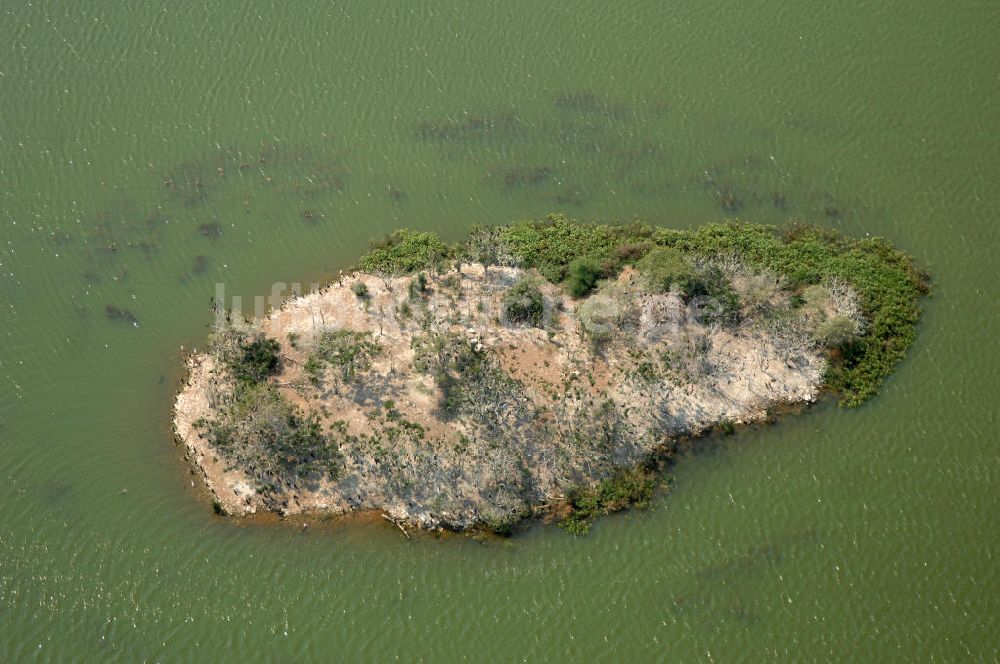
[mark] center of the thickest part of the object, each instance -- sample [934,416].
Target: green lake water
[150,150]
=-=-=-=-=
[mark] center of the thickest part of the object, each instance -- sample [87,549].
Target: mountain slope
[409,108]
=-=-=-=-=
# Written instruction
Pull out every line above that contains the string "sample". Case counts.

# Solution
[mark] center of the thickest part of the object, each instance -- sample [934,416].
[mark] center of the thickest part of the object, each instance -- sample [87,549].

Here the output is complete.